++++ Information ++++

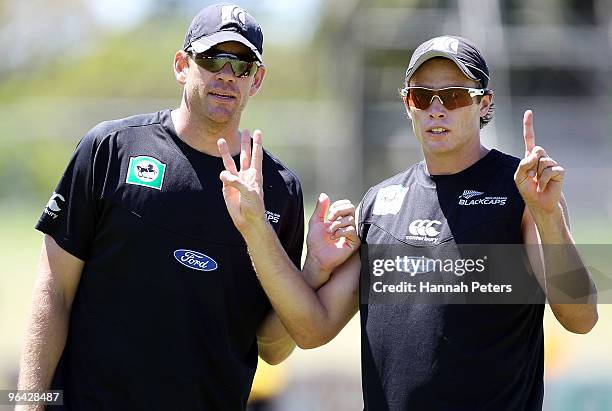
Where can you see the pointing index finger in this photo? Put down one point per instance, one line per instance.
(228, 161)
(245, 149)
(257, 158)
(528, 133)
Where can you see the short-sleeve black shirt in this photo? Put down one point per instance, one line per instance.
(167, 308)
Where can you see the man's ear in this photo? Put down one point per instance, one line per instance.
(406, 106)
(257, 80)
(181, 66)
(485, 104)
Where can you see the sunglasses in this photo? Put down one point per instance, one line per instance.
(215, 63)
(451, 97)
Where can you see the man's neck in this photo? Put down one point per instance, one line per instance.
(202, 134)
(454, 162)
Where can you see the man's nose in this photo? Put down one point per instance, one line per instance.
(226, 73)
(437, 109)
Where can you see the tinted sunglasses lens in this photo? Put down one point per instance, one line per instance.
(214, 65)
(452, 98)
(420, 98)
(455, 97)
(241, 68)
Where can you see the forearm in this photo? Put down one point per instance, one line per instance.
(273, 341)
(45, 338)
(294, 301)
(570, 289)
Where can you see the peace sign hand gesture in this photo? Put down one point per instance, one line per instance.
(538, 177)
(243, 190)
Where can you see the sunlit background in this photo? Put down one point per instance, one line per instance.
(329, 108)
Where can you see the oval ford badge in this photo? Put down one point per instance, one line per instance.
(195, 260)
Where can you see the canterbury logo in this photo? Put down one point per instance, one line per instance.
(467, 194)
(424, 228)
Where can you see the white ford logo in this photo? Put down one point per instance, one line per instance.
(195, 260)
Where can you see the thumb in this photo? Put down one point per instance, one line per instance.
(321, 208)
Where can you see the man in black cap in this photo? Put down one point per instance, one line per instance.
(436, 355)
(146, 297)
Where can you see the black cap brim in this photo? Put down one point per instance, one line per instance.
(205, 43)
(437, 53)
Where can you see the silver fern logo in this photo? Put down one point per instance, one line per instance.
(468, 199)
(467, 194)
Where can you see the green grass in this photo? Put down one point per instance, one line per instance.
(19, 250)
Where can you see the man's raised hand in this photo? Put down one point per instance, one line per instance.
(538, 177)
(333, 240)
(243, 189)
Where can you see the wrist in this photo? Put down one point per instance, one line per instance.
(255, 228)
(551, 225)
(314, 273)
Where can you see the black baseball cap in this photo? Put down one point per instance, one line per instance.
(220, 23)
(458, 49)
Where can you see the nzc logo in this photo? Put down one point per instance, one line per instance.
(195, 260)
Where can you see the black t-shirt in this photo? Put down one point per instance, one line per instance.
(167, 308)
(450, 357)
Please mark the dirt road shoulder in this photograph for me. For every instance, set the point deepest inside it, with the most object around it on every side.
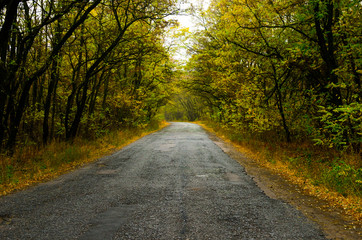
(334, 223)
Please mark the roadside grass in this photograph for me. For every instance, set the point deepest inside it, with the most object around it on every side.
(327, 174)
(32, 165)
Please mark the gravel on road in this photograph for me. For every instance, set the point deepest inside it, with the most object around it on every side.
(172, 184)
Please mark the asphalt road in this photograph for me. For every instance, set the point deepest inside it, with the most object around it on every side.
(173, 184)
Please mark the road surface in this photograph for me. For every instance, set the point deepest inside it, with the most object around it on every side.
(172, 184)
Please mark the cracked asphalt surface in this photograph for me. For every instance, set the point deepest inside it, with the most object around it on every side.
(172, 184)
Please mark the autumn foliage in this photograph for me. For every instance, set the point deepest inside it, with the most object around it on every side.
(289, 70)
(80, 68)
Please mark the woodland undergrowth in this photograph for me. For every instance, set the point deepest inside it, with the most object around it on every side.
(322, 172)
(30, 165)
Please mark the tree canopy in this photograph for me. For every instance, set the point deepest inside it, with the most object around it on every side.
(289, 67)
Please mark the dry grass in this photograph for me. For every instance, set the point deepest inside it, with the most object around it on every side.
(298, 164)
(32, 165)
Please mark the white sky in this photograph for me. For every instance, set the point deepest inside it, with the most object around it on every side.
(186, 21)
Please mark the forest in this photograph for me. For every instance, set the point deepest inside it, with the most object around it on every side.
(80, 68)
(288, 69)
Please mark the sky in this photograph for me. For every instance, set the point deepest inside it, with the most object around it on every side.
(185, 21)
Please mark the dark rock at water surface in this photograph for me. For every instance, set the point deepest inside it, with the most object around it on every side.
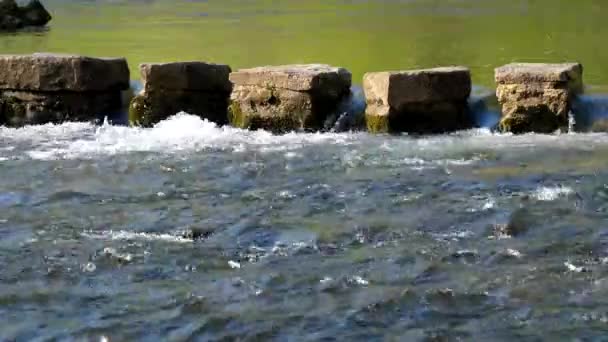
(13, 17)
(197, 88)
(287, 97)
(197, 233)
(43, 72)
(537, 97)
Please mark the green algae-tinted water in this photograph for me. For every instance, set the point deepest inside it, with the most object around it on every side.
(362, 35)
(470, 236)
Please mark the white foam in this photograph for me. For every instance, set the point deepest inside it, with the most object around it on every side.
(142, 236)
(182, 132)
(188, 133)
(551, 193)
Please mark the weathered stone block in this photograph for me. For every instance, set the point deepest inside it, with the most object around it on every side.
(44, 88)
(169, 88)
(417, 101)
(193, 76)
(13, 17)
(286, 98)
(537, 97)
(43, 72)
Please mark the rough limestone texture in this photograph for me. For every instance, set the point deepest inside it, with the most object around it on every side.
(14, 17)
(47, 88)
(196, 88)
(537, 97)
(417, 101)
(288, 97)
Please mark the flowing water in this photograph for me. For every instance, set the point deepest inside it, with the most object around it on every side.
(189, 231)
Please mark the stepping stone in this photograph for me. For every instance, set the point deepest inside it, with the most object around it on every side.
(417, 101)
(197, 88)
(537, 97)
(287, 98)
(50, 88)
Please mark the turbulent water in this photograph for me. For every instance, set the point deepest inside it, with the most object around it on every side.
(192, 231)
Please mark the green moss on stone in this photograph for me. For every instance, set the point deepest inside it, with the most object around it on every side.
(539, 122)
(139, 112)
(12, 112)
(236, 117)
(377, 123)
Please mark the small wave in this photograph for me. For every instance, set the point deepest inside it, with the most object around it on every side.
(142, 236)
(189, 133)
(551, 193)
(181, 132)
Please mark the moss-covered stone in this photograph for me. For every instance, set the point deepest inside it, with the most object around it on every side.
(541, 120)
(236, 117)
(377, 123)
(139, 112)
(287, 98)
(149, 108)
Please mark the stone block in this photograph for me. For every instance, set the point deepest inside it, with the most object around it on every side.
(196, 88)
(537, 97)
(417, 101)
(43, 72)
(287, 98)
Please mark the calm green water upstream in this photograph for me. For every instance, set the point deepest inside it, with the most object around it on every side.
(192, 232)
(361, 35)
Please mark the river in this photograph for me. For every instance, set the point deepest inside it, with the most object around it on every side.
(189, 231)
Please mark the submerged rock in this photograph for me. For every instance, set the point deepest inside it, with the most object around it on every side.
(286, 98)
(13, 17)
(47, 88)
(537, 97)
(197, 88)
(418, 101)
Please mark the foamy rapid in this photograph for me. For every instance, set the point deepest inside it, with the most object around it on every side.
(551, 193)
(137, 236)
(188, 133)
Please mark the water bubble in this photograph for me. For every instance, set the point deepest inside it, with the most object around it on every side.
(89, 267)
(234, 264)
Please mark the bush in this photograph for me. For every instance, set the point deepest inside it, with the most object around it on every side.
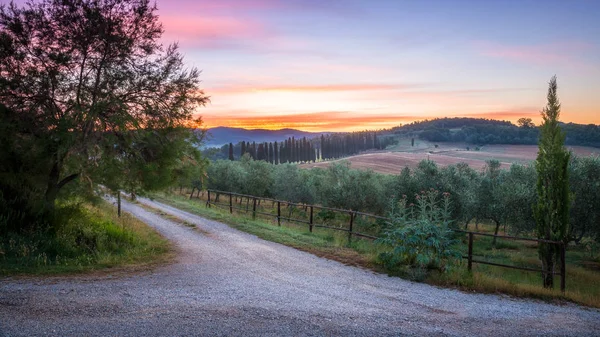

++++
++++ Information ++++

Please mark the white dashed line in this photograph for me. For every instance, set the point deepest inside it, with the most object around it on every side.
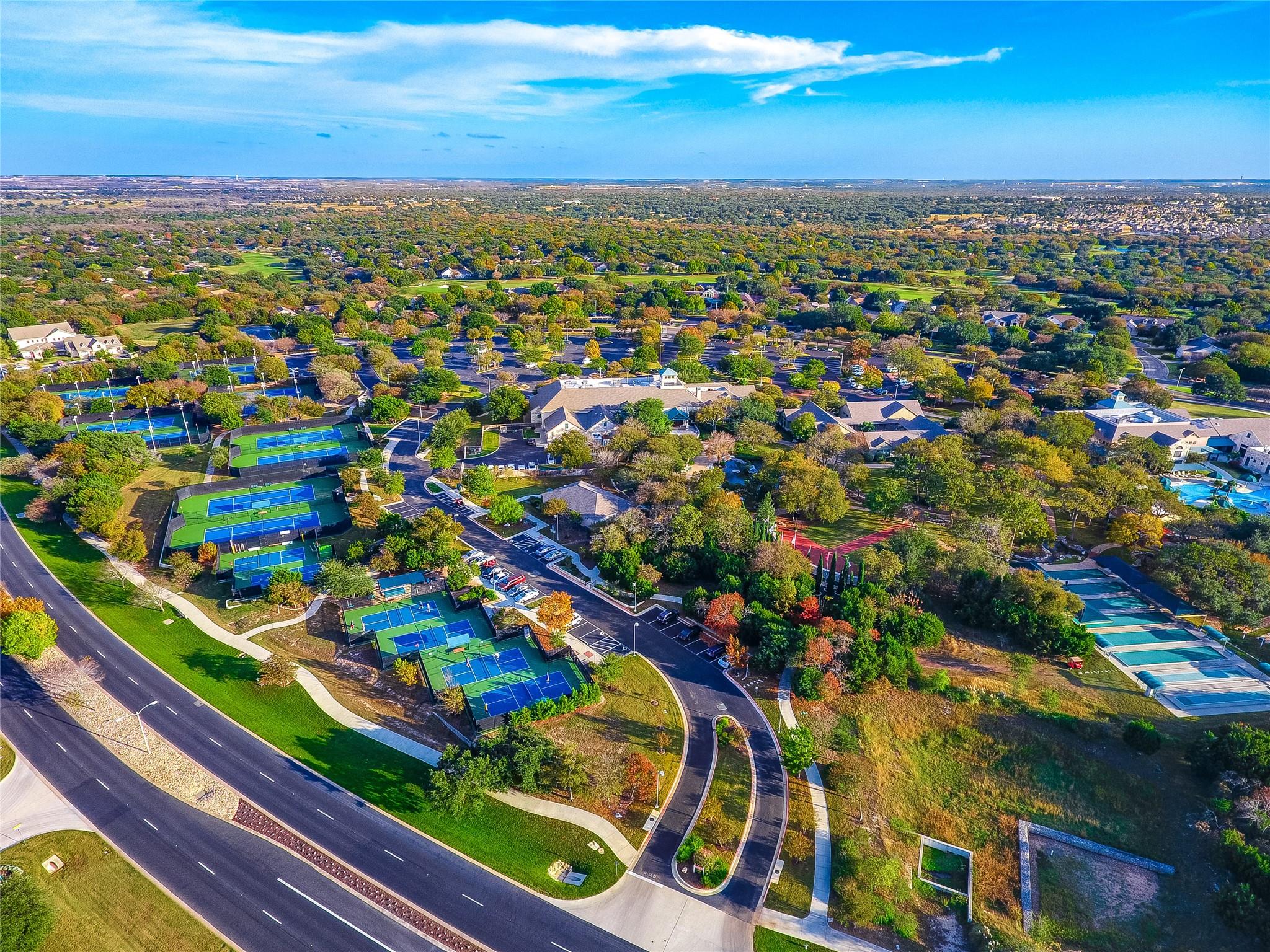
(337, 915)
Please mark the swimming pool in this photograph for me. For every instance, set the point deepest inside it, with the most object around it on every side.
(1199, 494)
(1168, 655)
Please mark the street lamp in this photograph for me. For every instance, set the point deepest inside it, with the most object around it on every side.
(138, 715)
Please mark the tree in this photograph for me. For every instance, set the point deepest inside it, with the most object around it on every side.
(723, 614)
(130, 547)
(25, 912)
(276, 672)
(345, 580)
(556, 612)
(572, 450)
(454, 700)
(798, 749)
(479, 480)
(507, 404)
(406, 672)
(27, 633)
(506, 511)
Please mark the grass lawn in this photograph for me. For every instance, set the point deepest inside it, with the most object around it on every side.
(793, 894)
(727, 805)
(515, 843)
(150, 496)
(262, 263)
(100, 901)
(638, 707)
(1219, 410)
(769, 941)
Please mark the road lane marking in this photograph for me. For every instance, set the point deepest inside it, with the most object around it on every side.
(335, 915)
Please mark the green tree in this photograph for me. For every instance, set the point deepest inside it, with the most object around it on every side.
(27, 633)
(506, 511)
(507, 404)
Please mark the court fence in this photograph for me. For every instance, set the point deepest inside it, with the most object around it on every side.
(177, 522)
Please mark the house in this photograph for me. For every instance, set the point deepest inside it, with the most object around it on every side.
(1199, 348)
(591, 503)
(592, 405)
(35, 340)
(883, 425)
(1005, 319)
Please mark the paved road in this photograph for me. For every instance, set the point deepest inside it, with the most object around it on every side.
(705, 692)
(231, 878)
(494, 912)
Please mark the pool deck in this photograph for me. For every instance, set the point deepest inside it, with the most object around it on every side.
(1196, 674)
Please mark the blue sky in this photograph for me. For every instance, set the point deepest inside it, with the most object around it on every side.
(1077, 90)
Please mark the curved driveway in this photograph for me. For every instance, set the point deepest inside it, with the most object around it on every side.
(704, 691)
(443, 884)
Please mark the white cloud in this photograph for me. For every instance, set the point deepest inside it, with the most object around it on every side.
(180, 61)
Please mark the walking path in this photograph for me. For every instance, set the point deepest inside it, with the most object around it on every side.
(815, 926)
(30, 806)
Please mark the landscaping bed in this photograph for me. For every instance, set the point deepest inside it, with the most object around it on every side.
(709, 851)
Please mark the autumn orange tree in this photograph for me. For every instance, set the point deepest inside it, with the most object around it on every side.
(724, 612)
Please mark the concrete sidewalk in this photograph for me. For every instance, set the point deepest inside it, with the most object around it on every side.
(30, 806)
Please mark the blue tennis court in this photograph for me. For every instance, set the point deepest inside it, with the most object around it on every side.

++++

What you have to do
Go through the material above and output exactly the lines from the one containing "Please mark the landscaping" through the one containing "Please mark the blue tennis".

Solution for this problem
Please mark the landscaping bed in this photograph for me. For every instance, set the point deepest inside it, with the most object around it on every side.
(709, 851)
Please mark the autumn orange tree in this photograph for me. For every instance, set the point deepest inside it, with the most object around it on every side.
(724, 612)
Please mark the concrete sidewalk in this photograph for me. For every instance, set the point deepest inside it, with the most object around it on every side.
(30, 806)
Please mark the blue tennis court in this photograph for me. For every instance, set the point deepest inside it, with the most object around it on every side.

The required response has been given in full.